Listed entries START

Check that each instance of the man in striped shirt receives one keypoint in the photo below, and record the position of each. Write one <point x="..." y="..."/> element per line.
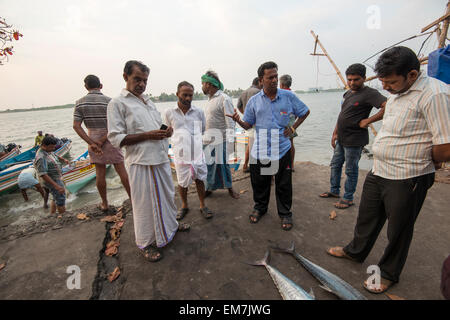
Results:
<point x="91" y="109"/>
<point x="414" y="138"/>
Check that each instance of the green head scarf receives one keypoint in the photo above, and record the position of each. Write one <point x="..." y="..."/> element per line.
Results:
<point x="213" y="81"/>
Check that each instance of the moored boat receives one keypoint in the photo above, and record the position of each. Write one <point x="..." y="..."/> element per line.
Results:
<point x="9" y="176"/>
<point x="21" y="157"/>
<point x="77" y="175"/>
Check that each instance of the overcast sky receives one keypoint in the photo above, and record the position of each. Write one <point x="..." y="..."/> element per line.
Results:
<point x="180" y="39"/>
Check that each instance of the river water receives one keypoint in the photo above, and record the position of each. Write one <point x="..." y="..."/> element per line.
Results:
<point x="312" y="144"/>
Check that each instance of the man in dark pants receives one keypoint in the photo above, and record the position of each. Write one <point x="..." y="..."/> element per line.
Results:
<point x="269" y="112"/>
<point x="350" y="134"/>
<point x="414" y="137"/>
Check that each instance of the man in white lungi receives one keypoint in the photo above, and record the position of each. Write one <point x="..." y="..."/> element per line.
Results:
<point x="136" y="124"/>
<point x="189" y="124"/>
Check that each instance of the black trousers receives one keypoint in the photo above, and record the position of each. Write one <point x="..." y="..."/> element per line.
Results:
<point x="261" y="184"/>
<point x="398" y="201"/>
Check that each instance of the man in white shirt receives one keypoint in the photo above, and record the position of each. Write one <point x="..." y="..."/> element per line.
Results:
<point x="136" y="124"/>
<point x="414" y="137"/>
<point x="28" y="179"/>
<point x="189" y="124"/>
<point x="219" y="129"/>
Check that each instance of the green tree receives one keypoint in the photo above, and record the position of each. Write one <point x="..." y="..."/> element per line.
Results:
<point x="7" y="34"/>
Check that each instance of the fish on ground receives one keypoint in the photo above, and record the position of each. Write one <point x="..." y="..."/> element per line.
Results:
<point x="288" y="289"/>
<point x="330" y="282"/>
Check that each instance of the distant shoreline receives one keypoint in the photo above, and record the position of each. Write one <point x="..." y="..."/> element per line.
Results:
<point x="162" y="98"/>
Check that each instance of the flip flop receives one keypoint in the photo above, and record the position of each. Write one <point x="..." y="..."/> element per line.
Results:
<point x="344" y="204"/>
<point x="99" y="207"/>
<point x="151" y="253"/>
<point x="384" y="286"/>
<point x="182" y="213"/>
<point x="256" y="215"/>
<point x="286" y="223"/>
<point x="329" y="195"/>
<point x="206" y="213"/>
<point x="184" y="227"/>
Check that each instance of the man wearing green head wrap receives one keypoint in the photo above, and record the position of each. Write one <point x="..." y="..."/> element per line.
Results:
<point x="219" y="135"/>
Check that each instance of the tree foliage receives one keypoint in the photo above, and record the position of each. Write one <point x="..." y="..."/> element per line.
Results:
<point x="7" y="35"/>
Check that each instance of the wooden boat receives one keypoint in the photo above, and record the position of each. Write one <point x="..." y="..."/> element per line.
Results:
<point x="21" y="157"/>
<point x="77" y="175"/>
<point x="14" y="152"/>
<point x="9" y="177"/>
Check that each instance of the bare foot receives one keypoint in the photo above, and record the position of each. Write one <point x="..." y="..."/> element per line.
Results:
<point x="233" y="194"/>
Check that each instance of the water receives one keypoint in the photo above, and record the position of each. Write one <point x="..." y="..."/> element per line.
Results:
<point x="313" y="144"/>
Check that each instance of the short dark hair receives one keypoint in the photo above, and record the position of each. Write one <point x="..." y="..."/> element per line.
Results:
<point x="183" y="84"/>
<point x="92" y="82"/>
<point x="264" y="66"/>
<point x="214" y="75"/>
<point x="48" y="140"/>
<point x="397" y="60"/>
<point x="128" y="70"/>
<point x="356" y="69"/>
<point x="286" y="80"/>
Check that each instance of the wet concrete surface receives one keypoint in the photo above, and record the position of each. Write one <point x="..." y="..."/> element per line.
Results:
<point x="209" y="261"/>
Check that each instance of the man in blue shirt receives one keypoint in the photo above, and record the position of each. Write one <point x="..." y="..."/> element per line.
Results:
<point x="269" y="111"/>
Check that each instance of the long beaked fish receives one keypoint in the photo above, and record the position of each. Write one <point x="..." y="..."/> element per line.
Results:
<point x="288" y="289"/>
<point x="330" y="282"/>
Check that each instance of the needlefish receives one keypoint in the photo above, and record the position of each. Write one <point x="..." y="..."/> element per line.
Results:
<point x="287" y="288"/>
<point x="330" y="282"/>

Listed entries END

**What to do**
A word-for-word copy of all the records above is required, with the pictures left out.

**Your solution**
Check that each instance of the man in striped shirt receives one keypoint in the photo below, and record the position of each. Write one <point x="..." y="..."/> element per line.
Results:
<point x="91" y="109"/>
<point x="414" y="138"/>
Check that each instance of the green head scarf receives one keypoint in the photo above, and record the position of each. Write one <point x="..." y="..."/> element per line.
Results:
<point x="213" y="81"/>
Check that each instance of the moored boat receives one keypoint in the photo above, and record the position of each. Write one <point x="..." y="..."/> element per line.
Results:
<point x="9" y="176"/>
<point x="21" y="157"/>
<point x="77" y="175"/>
Check that each instance of the overcast sky receives one keypoint in the photo above, and record the position of each. Write one <point x="..." y="..."/> element per line.
Results:
<point x="180" y="39"/>
Check that each instance of the river water receives one keypoint in the photo above, and record the position of each. Write one <point x="..." y="..."/> element per line.
Results:
<point x="312" y="144"/>
Check that each instance of the man in dark pants receives one keypoint in the photo above, and record the position of each. Write one <point x="..." y="..."/> element per line.
Results:
<point x="269" y="112"/>
<point x="350" y="134"/>
<point x="414" y="137"/>
Check that each instance of the man in white lungi receives one keypoint in the photo above, and record the position of each. Write one <point x="..." y="..."/> element per line.
Results:
<point x="136" y="124"/>
<point x="189" y="124"/>
Check that each instance of the black trousers receives one keypoint in the photo above, and record the position of each. Write one <point x="..." y="..."/> element per line.
Results:
<point x="261" y="184"/>
<point x="398" y="201"/>
Check that each instance of the man in white shirt receives one keypoint in the photo above, and record the position of each. Write one <point x="..." y="..."/> element per line.
Results:
<point x="136" y="124"/>
<point x="414" y="137"/>
<point x="28" y="179"/>
<point x="189" y="124"/>
<point x="219" y="129"/>
Check that each instance of the green tree receives one keypoint in the photo above, and record the position of each. Write one <point x="..." y="..."/> element per line.
Results:
<point x="7" y="34"/>
Check that each instance of the fish on ground receives one keypoint in the photo above, and record the position of each. Write one <point x="..." y="..."/> element per line.
Results:
<point x="288" y="289"/>
<point x="330" y="282"/>
Check that each instance of the distant shoreline receives one keypoint in the photo above, and record the position of each. Write one <point x="..." y="..."/> element per line.
Results:
<point x="162" y="98"/>
Check that each instance of the flip flop receives one keypoint in the photo above, and record the position of each. Write one <point x="..." y="..."/> element per line.
Results:
<point x="344" y="204"/>
<point x="99" y="207"/>
<point x="151" y="253"/>
<point x="384" y="286"/>
<point x="182" y="213"/>
<point x="256" y="215"/>
<point x="286" y="223"/>
<point x="329" y="195"/>
<point x="206" y="213"/>
<point x="184" y="227"/>
Check that each instance of the man wearing green head wrap receives one keypoint in the photo above, and record the position of each. Write one <point x="..." y="..."/> element per line.
Results:
<point x="219" y="135"/>
Check that each instance of the tree foliage receives one keypoint in the photo above, and record the position of each. Write one <point x="..." y="..."/> element per line.
Results:
<point x="7" y="35"/>
Check that each instance of the wooden boat receives one keypoint in the photo above, and record the position of each. Write one <point x="..." y="..."/> element per line.
Results:
<point x="21" y="157"/>
<point x="77" y="175"/>
<point x="14" y="152"/>
<point x="9" y="177"/>
Check that each instance of the bare foot receives one keypoint in the photo above, and record the position of each. Write one <point x="..." y="..."/> element per line.
Results:
<point x="233" y="194"/>
Check that each instance of the water receives one keypoint in the photo above, and record the position of each. Write one <point x="..." y="..."/> element per line.
Results:
<point x="313" y="144"/>
Check that each instance of the short dark hair receives one keypoint in the photo above, and record the position of each. Write one <point x="..." y="..."/> element per line.
Results:
<point x="183" y="84"/>
<point x="92" y="82"/>
<point x="264" y="66"/>
<point x="214" y="75"/>
<point x="48" y="140"/>
<point x="397" y="60"/>
<point x="128" y="70"/>
<point x="356" y="69"/>
<point x="286" y="80"/>
Check that each instance of the wet concrete surface receives one keypoint in the photo above, and record the position of each. Write one <point x="..." y="..."/> element per line.
Results:
<point x="209" y="261"/>
Check that each instance of the man in blue shirt receives one keypoint in the photo above, and record the position of each. Write one <point x="..." y="..."/> element per line.
Results:
<point x="269" y="111"/>
Check that each instance of the long beaked fish receives one keypoint in the photo above, and record the position of each. Write one <point x="..." y="..."/> element per line.
Results:
<point x="288" y="289"/>
<point x="330" y="282"/>
Check that each instance of the needlefish receives one keypoint in the photo above, and record the position of each. Write one <point x="..." y="..."/> element per line.
Results:
<point x="287" y="288"/>
<point x="330" y="282"/>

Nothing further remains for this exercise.